All that is needed is the number of lines in the records that contain the word "Reading", stated without anything else.

[Data extract — start]

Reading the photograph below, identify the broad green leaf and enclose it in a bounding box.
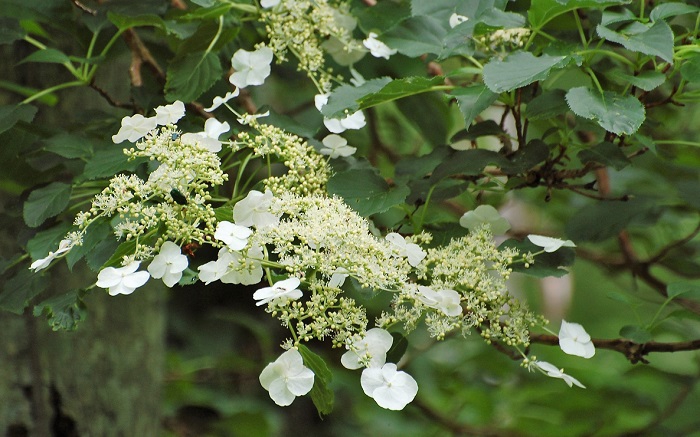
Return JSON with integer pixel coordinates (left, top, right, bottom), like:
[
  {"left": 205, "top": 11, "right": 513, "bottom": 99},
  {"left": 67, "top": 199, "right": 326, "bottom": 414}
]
[
  {"left": 214, "top": 205, "right": 233, "bottom": 223},
  {"left": 382, "top": 16, "right": 446, "bottom": 57},
  {"left": 601, "top": 8, "right": 636, "bottom": 26},
  {"left": 297, "top": 345, "right": 334, "bottom": 416},
  {"left": 565, "top": 198, "right": 661, "bottom": 242},
  {"left": 107, "top": 11, "right": 165, "bottom": 30},
  {"left": 395, "top": 92, "right": 451, "bottom": 147},
  {"left": 386, "top": 332, "right": 408, "bottom": 364},
  {"left": 165, "top": 51, "right": 222, "bottom": 103},
  {"left": 612, "top": 70, "right": 666, "bottom": 91},
  {"left": 430, "top": 149, "right": 508, "bottom": 182},
  {"left": 607, "top": 291, "right": 635, "bottom": 305},
  {"left": 80, "top": 148, "right": 145, "bottom": 181},
  {"left": 0, "top": 104, "right": 37, "bottom": 135},
  {"left": 452, "top": 85, "right": 498, "bottom": 128},
  {"left": 0, "top": 18, "right": 26, "bottom": 44},
  {"left": 33, "top": 289, "right": 86, "bottom": 331},
  {"left": 0, "top": 269, "right": 48, "bottom": 314},
  {"left": 395, "top": 146, "right": 452, "bottom": 178},
  {"left": 86, "top": 237, "right": 120, "bottom": 272},
  {"left": 23, "top": 182, "right": 72, "bottom": 228},
  {"left": 577, "top": 141, "right": 631, "bottom": 170},
  {"left": 43, "top": 133, "right": 96, "bottom": 159},
  {"left": 680, "top": 54, "right": 700, "bottom": 82},
  {"left": 501, "top": 239, "right": 575, "bottom": 278},
  {"left": 525, "top": 89, "right": 569, "bottom": 120},
  {"left": 619, "top": 325, "right": 652, "bottom": 343},
  {"left": 174, "top": 20, "right": 239, "bottom": 57},
  {"left": 356, "top": 76, "right": 445, "bottom": 111},
  {"left": 596, "top": 21, "right": 674, "bottom": 63},
  {"left": 528, "top": 0, "right": 632, "bottom": 29},
  {"left": 503, "top": 140, "right": 550, "bottom": 174},
  {"left": 18, "top": 48, "right": 70, "bottom": 65},
  {"left": 451, "top": 120, "right": 504, "bottom": 142},
  {"left": 321, "top": 78, "right": 392, "bottom": 118},
  {"left": 565, "top": 87, "right": 645, "bottom": 135},
  {"left": 649, "top": 3, "right": 699, "bottom": 22},
  {"left": 483, "top": 52, "right": 567, "bottom": 93},
  {"left": 65, "top": 219, "right": 111, "bottom": 269},
  {"left": 327, "top": 169, "right": 410, "bottom": 217},
  {"left": 356, "top": 0, "right": 411, "bottom": 33},
  {"left": 667, "top": 281, "right": 700, "bottom": 299}
]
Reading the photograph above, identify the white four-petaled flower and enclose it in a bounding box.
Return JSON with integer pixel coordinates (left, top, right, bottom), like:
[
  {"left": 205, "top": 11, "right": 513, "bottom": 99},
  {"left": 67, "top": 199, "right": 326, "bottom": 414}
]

[Data extract — finish]

Result of this task – 2